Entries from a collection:
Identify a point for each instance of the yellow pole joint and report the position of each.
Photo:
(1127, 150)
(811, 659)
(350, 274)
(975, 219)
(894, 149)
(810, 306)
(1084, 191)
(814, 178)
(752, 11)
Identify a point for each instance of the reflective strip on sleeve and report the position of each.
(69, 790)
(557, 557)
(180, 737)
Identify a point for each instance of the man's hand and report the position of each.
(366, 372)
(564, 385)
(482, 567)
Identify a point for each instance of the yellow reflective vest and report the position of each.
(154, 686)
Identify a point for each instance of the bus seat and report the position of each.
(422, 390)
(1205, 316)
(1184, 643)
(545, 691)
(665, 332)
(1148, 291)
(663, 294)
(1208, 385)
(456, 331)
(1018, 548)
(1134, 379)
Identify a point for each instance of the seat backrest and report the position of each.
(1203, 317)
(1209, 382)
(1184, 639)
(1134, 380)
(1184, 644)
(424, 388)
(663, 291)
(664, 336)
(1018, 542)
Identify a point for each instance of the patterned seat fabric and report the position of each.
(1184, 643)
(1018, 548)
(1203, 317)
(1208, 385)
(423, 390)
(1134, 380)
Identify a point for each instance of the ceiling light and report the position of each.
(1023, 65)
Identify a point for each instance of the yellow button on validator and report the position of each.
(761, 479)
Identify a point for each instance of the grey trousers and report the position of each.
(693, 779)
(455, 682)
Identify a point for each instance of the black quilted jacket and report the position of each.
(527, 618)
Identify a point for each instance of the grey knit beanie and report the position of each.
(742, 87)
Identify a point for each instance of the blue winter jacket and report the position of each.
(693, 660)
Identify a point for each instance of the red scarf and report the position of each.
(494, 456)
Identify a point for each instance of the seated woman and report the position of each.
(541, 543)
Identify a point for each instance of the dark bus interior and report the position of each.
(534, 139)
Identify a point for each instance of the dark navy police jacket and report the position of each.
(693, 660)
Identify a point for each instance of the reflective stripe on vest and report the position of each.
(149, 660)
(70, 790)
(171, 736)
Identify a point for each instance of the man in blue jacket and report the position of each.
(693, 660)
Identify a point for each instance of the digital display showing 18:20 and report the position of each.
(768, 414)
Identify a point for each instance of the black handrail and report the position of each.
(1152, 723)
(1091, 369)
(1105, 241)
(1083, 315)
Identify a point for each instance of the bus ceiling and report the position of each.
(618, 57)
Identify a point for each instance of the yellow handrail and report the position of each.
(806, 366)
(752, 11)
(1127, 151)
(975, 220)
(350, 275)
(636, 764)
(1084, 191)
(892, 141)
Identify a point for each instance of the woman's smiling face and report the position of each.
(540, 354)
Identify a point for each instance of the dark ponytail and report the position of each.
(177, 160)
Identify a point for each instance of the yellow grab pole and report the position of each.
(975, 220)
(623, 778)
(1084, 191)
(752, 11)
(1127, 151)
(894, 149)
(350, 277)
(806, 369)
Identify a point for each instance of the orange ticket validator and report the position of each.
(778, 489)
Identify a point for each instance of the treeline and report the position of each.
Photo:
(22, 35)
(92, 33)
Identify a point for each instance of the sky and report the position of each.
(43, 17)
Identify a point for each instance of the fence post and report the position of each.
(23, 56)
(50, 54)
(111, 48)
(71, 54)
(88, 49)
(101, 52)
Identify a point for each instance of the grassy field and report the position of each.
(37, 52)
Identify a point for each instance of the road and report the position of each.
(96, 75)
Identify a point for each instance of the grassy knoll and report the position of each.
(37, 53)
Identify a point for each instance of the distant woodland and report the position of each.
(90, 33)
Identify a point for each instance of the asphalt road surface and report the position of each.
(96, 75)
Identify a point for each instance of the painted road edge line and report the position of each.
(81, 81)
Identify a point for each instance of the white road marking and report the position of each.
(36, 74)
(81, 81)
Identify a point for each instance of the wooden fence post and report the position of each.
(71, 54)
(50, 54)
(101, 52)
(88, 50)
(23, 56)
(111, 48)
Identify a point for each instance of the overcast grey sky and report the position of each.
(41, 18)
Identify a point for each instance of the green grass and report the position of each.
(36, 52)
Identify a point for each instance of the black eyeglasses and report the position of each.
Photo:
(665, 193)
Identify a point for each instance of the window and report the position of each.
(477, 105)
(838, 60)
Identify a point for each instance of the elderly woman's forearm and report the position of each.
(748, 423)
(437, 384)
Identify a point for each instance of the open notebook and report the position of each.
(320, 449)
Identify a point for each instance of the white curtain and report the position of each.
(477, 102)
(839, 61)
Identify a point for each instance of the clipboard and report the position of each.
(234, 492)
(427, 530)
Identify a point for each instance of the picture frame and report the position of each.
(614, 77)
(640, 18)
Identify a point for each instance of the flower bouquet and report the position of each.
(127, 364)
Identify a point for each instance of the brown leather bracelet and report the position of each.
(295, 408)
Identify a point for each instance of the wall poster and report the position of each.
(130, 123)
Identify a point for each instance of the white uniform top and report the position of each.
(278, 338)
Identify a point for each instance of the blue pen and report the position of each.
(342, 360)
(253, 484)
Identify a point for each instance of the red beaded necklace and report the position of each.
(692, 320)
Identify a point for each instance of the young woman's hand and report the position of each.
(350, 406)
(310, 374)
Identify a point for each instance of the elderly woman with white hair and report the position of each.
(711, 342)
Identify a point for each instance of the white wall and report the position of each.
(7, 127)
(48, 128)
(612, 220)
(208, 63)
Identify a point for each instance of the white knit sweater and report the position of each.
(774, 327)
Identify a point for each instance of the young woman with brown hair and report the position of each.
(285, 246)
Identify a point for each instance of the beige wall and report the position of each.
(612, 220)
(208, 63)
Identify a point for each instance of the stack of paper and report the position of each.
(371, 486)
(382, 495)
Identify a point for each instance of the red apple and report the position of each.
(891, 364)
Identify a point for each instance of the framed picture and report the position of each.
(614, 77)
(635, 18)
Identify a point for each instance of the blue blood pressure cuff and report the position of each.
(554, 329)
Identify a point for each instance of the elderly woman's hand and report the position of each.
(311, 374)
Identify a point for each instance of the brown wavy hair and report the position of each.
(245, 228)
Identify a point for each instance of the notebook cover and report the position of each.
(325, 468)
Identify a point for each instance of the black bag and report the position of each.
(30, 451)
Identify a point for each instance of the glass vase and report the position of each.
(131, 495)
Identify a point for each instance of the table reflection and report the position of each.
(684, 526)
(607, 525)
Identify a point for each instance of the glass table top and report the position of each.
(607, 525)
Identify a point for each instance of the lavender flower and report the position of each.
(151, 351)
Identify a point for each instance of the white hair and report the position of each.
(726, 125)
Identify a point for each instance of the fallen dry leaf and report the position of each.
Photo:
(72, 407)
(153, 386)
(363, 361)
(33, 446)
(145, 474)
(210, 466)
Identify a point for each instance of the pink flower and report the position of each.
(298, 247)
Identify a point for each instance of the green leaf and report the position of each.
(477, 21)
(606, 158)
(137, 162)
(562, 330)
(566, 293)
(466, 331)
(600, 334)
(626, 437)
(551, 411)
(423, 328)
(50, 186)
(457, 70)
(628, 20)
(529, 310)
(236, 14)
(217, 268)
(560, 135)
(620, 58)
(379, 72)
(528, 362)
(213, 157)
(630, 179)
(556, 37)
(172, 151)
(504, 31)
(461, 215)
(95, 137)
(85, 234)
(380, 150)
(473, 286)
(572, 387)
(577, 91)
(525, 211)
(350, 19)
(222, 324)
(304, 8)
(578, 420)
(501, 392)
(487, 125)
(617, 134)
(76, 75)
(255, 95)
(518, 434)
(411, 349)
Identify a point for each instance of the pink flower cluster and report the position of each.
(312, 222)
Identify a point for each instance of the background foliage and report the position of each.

▸ EXERCISE TASK:
Reproduce the entries above word for word, from the very first line through the line containing "(1134, 379)", including that line.

▸ REPLY TO THE TASK:
Identify a point for each instance of the yellow pole joint and report the position of each.
Photo:
(1127, 150)
(811, 659)
(350, 274)
(975, 219)
(894, 149)
(810, 306)
(1084, 191)
(814, 178)
(752, 11)
Identify a point for each instance of the reflective strip on sleeve and report the position of each.
(69, 790)
(557, 557)
(180, 737)
Identify a point for each instance of the man's hand and report the position of each.
(366, 372)
(564, 385)
(482, 567)
Identify a point for each instance of the yellow reflective vest and report the position of each.
(154, 686)
Identify a point for each instance of the bus seat and report the position of each.
(422, 390)
(1205, 316)
(1184, 643)
(545, 691)
(665, 332)
(1148, 291)
(663, 294)
(1208, 385)
(456, 331)
(1018, 548)
(1134, 379)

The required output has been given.